## Exercise set
1. In the passage on Jacob and Joseph, what are the only things about Joseph that Jacob is concerned with?
2. Extend the passage on Jacob and Joseph, starting after its final sentence.

## Passage to read
Rabbi Pincus points out that when Jacob says, אָמוּתָה הַפָּעַם , “I will die this time,” it is because Jacob is finally certain that he will only die once, and not, G-d forbid, die many deaths–-from a child who embarrassed him by departing from the path, and performing evil deeds. “I now see that you, Joseph, have remained a righteous person. I am now certain that I will only die once, and that all the good deeds that you have performed will be credited to me, and after I die, in your merit, I will certainly be elevated in the World to Come.”

How timely and profound is this story of Jacob and Joseph. Jacob dismisses all the wealth, prominence, honor and prestige that Joseph has amassed for himself. All he is concerned about are Joseph’s good deeds and his righteousness.

We have been witness of late of people who have led extraordinarily productive professional lives, who were, until recently, revered for their accomplishments, have amassed untold wealth, rewards and accolades, and are now reduced to ridicule and scorn, because of their impulsiveness and inability to control themselves, that has now become public.

## Data excerpts

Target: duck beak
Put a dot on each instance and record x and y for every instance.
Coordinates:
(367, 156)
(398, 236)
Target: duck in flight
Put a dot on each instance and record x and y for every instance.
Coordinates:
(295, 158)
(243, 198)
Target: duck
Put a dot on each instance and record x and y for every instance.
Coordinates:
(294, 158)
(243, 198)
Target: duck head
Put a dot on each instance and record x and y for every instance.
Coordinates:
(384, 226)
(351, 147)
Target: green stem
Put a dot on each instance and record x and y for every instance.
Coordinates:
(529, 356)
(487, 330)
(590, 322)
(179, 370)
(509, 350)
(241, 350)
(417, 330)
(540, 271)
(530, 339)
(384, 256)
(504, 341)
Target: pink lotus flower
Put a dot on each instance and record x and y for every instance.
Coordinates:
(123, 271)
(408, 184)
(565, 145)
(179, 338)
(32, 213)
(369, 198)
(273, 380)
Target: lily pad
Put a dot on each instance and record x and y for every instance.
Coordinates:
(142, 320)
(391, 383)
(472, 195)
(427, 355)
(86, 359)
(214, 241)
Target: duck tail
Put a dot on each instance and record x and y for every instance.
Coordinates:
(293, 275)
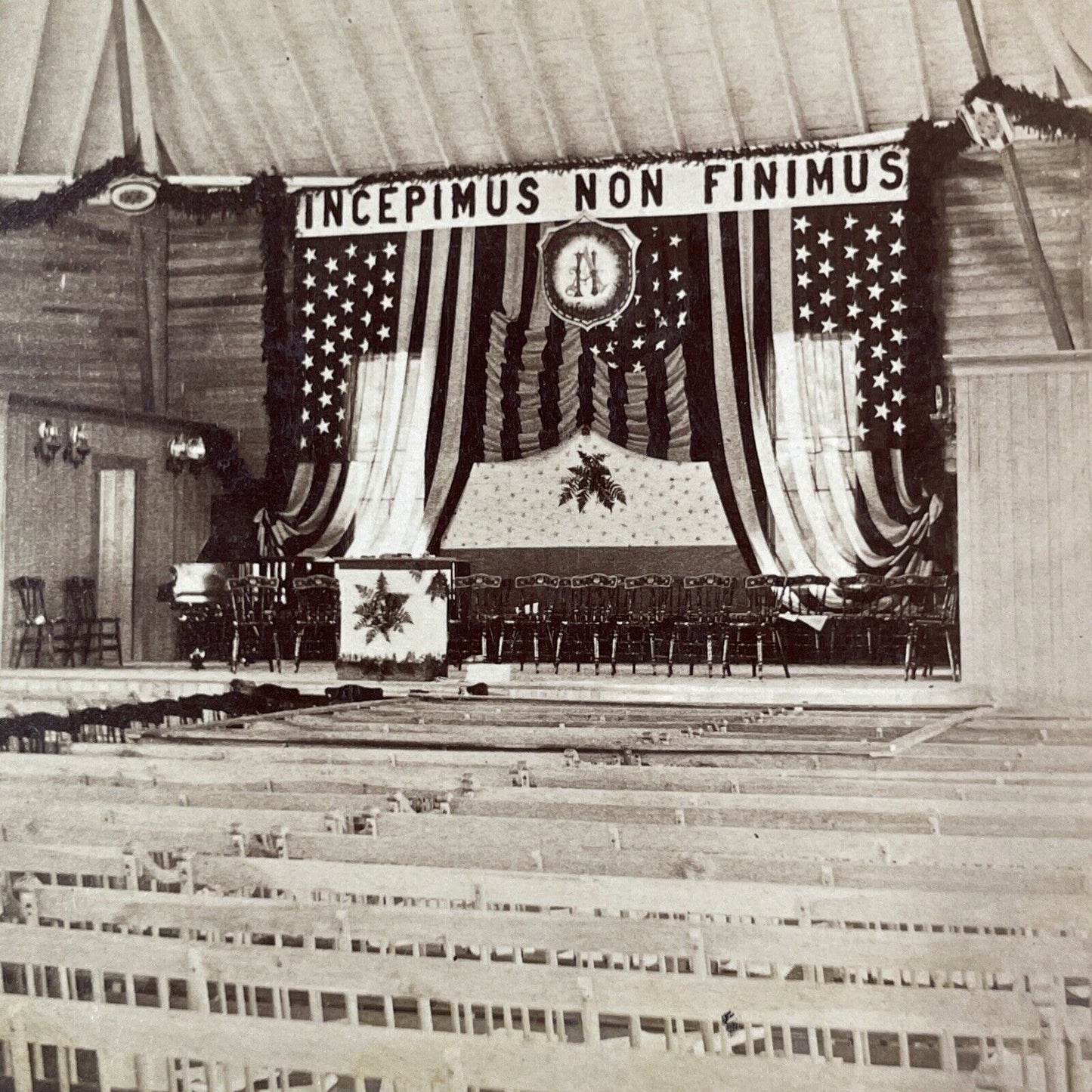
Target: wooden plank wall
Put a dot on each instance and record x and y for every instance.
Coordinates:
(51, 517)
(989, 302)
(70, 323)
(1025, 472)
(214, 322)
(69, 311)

...

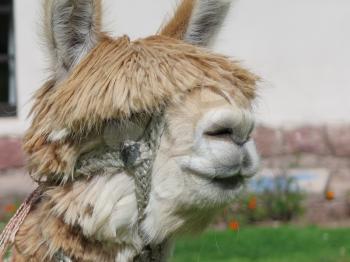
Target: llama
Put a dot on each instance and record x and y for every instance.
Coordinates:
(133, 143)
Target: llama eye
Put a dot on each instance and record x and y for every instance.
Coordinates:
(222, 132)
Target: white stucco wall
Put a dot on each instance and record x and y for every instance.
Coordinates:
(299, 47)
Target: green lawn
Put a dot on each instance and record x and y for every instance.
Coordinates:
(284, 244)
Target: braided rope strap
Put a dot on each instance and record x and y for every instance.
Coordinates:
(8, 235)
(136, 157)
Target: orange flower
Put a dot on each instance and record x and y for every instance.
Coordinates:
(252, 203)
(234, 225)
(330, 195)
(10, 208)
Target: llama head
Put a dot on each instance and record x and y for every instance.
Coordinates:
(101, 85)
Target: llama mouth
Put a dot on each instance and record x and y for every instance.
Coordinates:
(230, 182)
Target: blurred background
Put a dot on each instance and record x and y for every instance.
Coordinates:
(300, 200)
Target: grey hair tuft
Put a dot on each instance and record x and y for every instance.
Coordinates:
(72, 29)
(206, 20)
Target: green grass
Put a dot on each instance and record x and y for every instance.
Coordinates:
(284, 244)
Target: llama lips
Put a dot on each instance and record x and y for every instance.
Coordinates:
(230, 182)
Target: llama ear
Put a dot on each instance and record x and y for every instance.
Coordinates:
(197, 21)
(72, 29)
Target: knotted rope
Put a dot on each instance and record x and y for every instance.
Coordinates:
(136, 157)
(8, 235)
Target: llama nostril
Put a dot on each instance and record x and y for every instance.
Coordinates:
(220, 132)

==

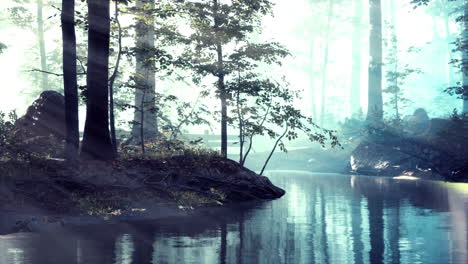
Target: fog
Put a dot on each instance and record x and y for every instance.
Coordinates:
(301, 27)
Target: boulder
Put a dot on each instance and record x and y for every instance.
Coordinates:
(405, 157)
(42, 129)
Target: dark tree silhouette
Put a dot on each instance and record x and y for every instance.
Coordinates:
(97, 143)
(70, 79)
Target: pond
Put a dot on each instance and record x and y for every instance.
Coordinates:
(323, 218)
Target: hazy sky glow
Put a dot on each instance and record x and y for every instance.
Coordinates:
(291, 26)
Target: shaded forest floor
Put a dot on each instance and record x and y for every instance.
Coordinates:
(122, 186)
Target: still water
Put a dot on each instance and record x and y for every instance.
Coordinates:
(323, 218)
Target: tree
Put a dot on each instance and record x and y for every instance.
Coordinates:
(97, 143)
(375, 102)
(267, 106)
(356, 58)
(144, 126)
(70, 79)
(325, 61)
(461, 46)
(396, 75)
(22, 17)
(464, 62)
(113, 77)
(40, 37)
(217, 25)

## Exercise responses
1. Joseph's good deeds and his righteousness.

2.
It is not coincidental that the Talmud (Yoma 35b) says that in the end of days, when people come to plead before the Divine Tribunal and claim that their mortal temptations were so great they had to eventually yield, it will be Joseph, who withstood the temptations of the wife of Potifar, who will stand as prosecutor and say: “Were you more handsome than I? Were you more pressured than I was? I did not yield, and maintained my piety.”

This is why Jacob rejoiced in the righteousness of his son. That is why he says, “I am now prepared to die.”

May you be blessed.

The festival of Chanukah began on Tuesday night, December 12, 2017 and continues through Wednesday evening, December 20, 2017.

Wishing all a happy conclusion of the Chanukah festival.